== ОТРЫВОК ТЕКСТА ==
※
Опровергать эти факты и доказывать, что все это лишь стечение обстоятельств, чтобы выжить, мне было «не по зубам». Нужна была правовая подготовка, знание норм и законов, опирающихся на «права человека», слишком слаб и неподготовлен был я для роли оппонента: не хватало ума, логики, знаний, аналитического опыта. Поставленное тогда мне следствием клеймо сохранялось на всю жизнь, и ничто не могло смыть его.
И я пришел к выводу: раскаяться в случившемся и просить трибунал принять во внимание сложность обстановки, мой возраст — мне было лишь восемнадцать лет в год призыва.
Но вот прошли первые четырнадцать дней ожидания, затем еще неделя, потом другая, а вызова все нет. Потом счет пошел на месяцы, я продолжал недоумевать, искать причины столь долгого ожидания решения трибунала. Писал заявления, надеясь узнать дату предстоящего суда и сроки продолжительности содержания в тюрьме.
6.Зима была на исходе. Только по утрам держался легкий морозец, да тонкий ледок после ночи на оставшихся от весеннего солнца лужах. Теперь уже не такой страшной казалась и дорога в лагерь — приближающееся тепло — наиболее подходящая пора для этапа.
Полной неожиданностью в эти дни была передача теплых вещей и продуктов. «Веселый» передал мне бумагу, чтобы я расписался — я узнал крупный, размашистый почерк мамы. Она как будто почувствовала мои тревоги и передала довольно «свежую», военного образца телогрейку, купленную, вероятно, на московской барахолке, и ношенные, подшитые войлоком валенки. Кроме вещей, в передаче было два кирпичика ржаного хлеба, вареная картошка, яйца, кусочек масла, пиленый сахар и кисет с махоркой.
Значит, мама в Москве.
Подумать только, как складывается обстановка — четыре года я не видел родных, вернулся живым после войны на Родину. Мама узнала, что я в Москве и приехала в надежде на свидание. А увидеться и поговорить с ней я не могу. Каково?
※
== ИСХОДНЫЕ ДАННЫЕ ==
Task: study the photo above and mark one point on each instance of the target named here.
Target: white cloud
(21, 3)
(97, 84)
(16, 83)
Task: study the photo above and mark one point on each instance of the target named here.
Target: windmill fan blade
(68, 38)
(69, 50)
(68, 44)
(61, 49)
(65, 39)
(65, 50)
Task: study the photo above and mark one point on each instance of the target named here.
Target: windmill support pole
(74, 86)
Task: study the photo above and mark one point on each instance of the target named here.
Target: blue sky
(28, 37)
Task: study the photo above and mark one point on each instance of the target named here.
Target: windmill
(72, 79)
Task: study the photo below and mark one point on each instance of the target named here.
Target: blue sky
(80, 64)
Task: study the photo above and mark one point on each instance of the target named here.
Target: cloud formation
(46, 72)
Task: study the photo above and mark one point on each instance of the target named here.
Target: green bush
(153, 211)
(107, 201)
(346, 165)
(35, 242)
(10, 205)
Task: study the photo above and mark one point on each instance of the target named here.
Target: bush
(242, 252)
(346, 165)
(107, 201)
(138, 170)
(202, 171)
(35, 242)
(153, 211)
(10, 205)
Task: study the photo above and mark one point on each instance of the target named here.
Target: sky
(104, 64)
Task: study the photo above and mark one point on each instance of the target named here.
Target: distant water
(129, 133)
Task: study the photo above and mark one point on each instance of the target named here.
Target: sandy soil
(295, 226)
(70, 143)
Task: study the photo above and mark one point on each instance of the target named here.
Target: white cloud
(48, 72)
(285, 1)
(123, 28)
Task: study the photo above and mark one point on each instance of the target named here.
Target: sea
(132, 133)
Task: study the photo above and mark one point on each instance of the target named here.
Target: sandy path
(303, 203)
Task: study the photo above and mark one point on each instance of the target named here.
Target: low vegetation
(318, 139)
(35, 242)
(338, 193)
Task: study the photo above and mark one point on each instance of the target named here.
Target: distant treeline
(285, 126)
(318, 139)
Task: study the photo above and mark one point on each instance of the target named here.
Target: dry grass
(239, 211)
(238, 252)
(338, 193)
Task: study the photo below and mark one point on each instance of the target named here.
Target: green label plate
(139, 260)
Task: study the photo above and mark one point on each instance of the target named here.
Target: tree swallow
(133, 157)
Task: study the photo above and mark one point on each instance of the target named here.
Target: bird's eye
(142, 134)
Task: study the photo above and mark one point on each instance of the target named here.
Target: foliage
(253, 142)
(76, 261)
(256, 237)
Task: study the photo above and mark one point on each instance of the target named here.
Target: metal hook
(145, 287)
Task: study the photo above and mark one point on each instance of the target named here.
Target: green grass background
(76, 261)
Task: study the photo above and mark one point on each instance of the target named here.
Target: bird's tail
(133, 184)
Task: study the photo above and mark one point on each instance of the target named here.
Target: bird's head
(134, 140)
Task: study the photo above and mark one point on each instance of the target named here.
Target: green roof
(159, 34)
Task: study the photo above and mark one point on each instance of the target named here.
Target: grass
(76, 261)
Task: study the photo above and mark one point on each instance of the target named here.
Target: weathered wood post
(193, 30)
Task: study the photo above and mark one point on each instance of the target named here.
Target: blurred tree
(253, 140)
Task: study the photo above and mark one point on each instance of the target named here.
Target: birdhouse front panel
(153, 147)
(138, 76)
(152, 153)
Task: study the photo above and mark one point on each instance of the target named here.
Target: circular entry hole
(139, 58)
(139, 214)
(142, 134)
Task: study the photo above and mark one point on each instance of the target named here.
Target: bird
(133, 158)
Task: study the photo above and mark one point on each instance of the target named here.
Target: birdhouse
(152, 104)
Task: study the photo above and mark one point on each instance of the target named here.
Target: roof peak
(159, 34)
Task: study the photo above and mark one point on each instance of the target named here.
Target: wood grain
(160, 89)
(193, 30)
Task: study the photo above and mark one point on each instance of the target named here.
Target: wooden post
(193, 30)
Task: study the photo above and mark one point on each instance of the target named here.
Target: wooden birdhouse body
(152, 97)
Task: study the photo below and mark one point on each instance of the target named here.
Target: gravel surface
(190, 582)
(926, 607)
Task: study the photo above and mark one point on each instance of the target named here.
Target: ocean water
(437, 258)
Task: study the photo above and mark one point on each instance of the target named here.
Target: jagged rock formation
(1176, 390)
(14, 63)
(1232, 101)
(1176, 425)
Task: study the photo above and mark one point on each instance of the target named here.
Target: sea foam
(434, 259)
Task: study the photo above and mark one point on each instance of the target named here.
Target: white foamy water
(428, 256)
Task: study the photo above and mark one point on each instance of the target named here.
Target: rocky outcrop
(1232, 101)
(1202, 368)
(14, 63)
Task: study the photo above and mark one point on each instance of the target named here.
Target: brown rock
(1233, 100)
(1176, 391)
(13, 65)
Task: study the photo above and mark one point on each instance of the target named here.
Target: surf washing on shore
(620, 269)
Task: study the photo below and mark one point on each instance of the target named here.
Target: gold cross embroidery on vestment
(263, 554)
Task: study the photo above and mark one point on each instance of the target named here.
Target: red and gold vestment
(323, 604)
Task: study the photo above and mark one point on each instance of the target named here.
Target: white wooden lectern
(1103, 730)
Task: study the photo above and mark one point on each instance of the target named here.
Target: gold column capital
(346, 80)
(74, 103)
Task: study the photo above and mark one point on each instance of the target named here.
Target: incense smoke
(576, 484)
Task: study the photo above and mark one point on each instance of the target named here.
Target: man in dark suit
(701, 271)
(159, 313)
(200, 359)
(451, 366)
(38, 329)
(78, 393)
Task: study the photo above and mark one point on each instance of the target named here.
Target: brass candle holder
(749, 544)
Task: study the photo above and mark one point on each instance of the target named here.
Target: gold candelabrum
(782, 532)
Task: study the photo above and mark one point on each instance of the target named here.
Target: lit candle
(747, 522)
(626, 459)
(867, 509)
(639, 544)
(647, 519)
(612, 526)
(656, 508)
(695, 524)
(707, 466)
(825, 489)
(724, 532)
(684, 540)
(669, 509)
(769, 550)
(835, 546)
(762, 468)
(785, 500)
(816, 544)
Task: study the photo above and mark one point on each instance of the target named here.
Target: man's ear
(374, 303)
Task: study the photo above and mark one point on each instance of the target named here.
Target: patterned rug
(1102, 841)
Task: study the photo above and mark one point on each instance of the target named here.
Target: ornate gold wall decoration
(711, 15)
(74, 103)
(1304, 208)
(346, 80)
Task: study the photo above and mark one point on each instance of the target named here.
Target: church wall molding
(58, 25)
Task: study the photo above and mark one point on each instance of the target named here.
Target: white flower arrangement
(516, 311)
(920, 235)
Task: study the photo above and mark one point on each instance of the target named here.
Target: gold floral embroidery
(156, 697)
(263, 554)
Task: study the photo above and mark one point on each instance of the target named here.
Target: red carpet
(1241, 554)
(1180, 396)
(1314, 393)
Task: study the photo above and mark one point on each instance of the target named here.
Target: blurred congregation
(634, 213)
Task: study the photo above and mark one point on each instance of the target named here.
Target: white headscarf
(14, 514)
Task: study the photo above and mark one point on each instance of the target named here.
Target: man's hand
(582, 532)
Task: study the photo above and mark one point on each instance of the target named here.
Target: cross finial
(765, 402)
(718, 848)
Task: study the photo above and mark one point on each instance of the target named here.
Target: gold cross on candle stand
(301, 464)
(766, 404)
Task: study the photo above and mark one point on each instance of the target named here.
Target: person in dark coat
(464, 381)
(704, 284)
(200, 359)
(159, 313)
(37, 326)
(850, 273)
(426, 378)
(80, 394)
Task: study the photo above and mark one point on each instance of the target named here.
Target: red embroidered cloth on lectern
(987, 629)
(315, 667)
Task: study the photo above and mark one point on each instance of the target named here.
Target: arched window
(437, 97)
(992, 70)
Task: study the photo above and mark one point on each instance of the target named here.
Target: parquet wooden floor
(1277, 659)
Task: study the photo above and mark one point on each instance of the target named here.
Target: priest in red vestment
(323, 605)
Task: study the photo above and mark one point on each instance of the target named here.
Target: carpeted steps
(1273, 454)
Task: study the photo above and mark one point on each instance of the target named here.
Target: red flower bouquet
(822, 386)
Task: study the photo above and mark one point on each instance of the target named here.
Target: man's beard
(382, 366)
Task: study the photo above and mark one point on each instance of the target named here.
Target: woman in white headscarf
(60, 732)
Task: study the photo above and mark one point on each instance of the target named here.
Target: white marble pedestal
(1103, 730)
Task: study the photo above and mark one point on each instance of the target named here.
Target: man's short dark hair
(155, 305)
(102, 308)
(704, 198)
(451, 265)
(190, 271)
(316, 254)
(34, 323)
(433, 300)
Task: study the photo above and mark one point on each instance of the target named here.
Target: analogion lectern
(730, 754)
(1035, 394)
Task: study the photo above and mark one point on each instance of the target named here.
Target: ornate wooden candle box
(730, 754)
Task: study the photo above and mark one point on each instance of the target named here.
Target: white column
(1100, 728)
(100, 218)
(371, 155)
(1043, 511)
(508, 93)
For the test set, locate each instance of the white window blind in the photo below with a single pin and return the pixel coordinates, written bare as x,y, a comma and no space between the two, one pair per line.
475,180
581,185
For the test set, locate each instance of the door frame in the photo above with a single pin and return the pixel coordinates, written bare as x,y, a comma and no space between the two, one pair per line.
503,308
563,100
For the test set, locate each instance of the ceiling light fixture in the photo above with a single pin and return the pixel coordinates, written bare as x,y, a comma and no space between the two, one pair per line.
※
== ЗАДАНИЕ 1 ==
Сколько лет было рассказчику в год призыва, судя по отрывку?
== ЗАДАНИЕ 2 ==
Объясните по отрывку, почему рассказчику было не по силам опровергнуть эти факты.
Материал здесь ни при чем.

== ОТВЕТ 1 ==
Восемнадцать лет.

== ОТВЕТ 2 ==
Для этого нужна была правовая подготовка и знание норм и законов, опирающихся на «права человека». А рассказчик был слишком слаб и неподготовлен: ему не хватало ума, логики, знаний и аналитического опыта.